COMPLETE THE FOLLOWING:
[1] In the podcast excerpt, why can we not be sure of what others think even when they tell us?
[2] Reproduce, word for word, the portion of the podcast excerpt that opens with the words "So at first, just" and closes with "impact for you.".
--- SELECTED TEXT Enclosed Below ---
So at first, just pay attention to what you worry about. Notice your thoughts about yourself and others that are judgmental of them or of yourself. Notice when you're comparing yourself to others and when you're confident you know what other people are thinking about you. Then spend some time diving into that. What is the story that your imagination created? And PS, we never really know what other people are thinking about us. Even if they tell us what they're thinking, they might be lying. So just keep that in mind. So figure out what the current story is, first. It's really tempting to want to leap right away to a more positive way of thinking about it or like, Ooh, girls, I see it, I'm feeling awful, like I just want to think something more positive. But, that will not have a long lasting impact for you.

You first need to understand what the stories are that are creating the negative and painful emotions that you're currently experiencing. Then from there you can ask your imagination to come up with alternative stories that serve you better. So, don't be in a rush. Very important. Now if you're new to the podcast and you're looking for some help getting started, losing weight, I want to highly recommend that you get my busy doctors quick start guide to effective weight loss. Because, you can take this information that I just taught you, and really apply it through that guide to get started losing weight now.
--- End of Enclosed SELECTED TEXT ---
--- STORED DATA Enclosed Below ---
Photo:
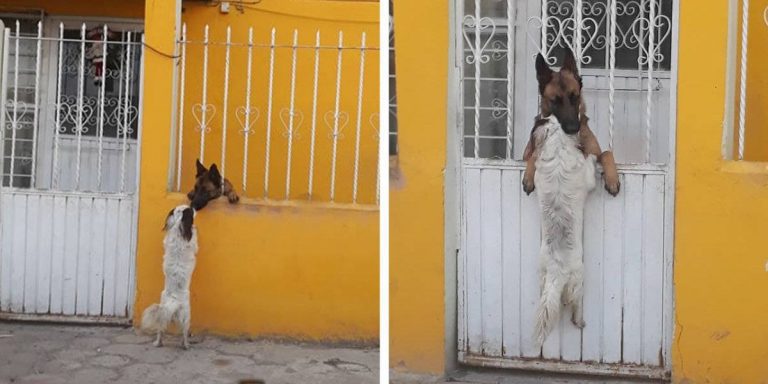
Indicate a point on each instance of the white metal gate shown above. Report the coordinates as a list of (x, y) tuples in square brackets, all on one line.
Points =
[(626, 50), (71, 107)]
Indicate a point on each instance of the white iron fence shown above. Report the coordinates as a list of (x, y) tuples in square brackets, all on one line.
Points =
[(626, 52), (271, 112), (72, 107), (623, 49)]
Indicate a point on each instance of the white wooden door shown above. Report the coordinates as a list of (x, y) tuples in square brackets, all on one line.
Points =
[(69, 172), (627, 239)]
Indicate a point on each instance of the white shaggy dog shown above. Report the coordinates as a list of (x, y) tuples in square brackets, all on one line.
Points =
[(563, 179), (180, 246)]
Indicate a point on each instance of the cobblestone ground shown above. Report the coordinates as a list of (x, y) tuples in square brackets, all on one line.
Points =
[(54, 354)]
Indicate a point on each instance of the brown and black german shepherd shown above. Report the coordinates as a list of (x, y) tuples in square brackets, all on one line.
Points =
[(209, 185), (561, 95)]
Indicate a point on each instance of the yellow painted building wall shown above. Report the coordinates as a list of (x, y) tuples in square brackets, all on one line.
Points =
[(721, 211), (305, 271), (720, 220), (417, 198)]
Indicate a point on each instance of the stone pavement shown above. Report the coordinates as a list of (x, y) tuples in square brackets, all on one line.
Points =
[(53, 354)]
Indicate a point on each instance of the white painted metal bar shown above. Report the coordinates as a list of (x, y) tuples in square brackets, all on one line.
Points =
[(204, 106), (36, 109), (247, 126), (651, 60), (15, 119), (126, 112), (314, 116), (743, 77), (180, 147), (225, 109), (291, 117), (58, 108), (79, 125), (104, 51), (269, 113), (336, 118), (477, 79), (511, 15), (611, 72), (359, 117)]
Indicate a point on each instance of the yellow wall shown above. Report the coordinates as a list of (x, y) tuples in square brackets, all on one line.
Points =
[(721, 207), (353, 19), (721, 211), (300, 270), (416, 199)]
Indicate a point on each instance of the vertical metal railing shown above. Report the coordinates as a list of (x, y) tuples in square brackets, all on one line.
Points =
[(75, 110), (291, 75)]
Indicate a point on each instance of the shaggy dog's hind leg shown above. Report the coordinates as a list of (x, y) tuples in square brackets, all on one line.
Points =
[(574, 293), (159, 339), (184, 319)]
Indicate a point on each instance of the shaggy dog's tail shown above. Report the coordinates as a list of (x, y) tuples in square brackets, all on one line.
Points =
[(157, 316), (548, 313)]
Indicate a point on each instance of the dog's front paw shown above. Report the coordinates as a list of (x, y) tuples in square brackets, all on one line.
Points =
[(528, 185), (612, 185), (578, 321)]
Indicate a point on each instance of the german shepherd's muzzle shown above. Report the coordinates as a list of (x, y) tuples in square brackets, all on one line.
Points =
[(561, 96), (209, 185)]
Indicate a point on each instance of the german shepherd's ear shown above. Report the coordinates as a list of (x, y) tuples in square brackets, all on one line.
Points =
[(214, 175), (543, 72), (200, 168), (569, 64), (187, 219), (167, 219)]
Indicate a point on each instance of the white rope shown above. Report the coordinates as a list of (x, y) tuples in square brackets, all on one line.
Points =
[(269, 114), (359, 118), (577, 32), (101, 103), (336, 118), (743, 76), (15, 120), (179, 147), (314, 115), (37, 101), (225, 109), (611, 73), (510, 73), (204, 109), (651, 59), (477, 79), (128, 62), (247, 125), (79, 125), (291, 114), (58, 109)]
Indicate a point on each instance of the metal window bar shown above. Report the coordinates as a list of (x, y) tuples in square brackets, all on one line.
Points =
[(606, 38), (74, 111), (297, 66)]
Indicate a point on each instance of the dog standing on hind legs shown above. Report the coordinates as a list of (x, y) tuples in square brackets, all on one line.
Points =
[(180, 244), (561, 158)]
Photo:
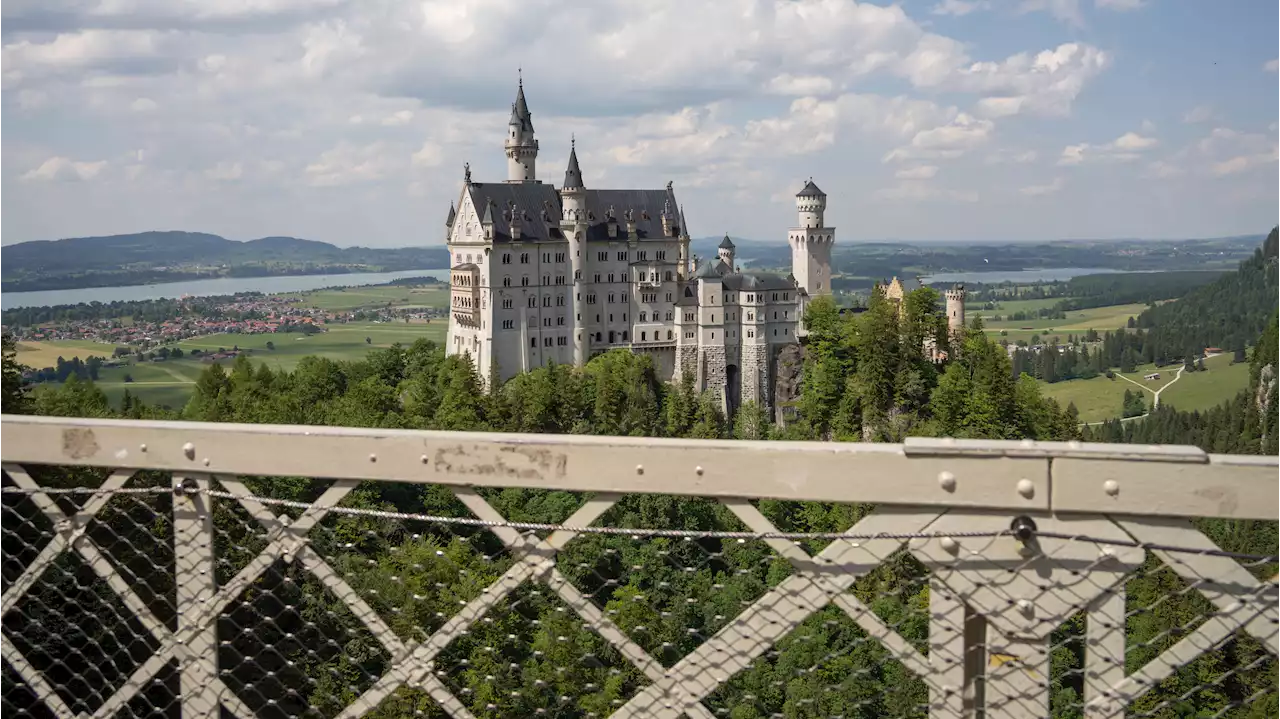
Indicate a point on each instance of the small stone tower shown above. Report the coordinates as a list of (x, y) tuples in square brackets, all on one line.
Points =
[(812, 242), (726, 251), (574, 225), (955, 310), (521, 143)]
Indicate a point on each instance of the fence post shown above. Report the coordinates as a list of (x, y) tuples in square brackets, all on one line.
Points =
[(196, 585)]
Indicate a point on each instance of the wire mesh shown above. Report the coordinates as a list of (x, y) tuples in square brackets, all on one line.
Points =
[(388, 600)]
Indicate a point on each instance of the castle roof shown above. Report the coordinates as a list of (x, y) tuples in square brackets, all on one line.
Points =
[(530, 198), (520, 113), (810, 191), (757, 282), (572, 174), (711, 270)]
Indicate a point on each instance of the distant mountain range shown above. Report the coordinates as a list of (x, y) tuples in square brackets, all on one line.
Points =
[(177, 256)]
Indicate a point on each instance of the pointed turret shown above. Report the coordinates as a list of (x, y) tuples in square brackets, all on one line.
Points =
[(572, 174), (521, 145)]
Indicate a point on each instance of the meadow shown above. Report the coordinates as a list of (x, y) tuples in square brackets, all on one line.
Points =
[(172, 381), (1101, 398), (1078, 321)]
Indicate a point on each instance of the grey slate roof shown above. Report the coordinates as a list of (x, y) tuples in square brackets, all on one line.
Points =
[(534, 198), (530, 198), (810, 191), (757, 282), (647, 207), (709, 270)]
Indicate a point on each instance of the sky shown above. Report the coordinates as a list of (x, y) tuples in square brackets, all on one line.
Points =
[(350, 120)]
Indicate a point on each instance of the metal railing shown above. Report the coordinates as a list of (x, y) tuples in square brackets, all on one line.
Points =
[(183, 569)]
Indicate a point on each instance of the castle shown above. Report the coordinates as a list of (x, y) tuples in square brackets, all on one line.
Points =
[(543, 275)]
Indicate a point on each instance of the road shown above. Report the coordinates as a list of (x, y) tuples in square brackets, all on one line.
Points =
[(1155, 402)]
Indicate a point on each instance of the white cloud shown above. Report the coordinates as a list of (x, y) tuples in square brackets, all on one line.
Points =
[(1127, 147), (1065, 10), (401, 118), (952, 140), (350, 164), (800, 85), (960, 7), (913, 191), (1200, 114), (1120, 5), (225, 172), (1042, 189), (60, 169), (922, 172), (1011, 158), (430, 155)]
--- End of Enclosed STORED DATA ---
SOLVED PROBLEMS:
[1] They might be lying.

[2]
So at first, just pay attention to what you worry about. Notice your thoughts about yourself and others that are judgmental of them or of yourself. Notice when you're comparing yourself to others and when you're confident you know what other people are thinking about you. Then spend some time diving into that. What is the story that your imagination created? And PS, we never really know what other people are thinking about us. Even if they tell us what they're thinking, they might be lying. So just keep that in mind. So figure out what the current story is, first. It's really tempting to want to leap right away to a more positive way of thinking about it or like, Ooh, girls, I see it, I'm feeling awful, like I just want to think something more positive. But, that will not have a long lasting impact for you.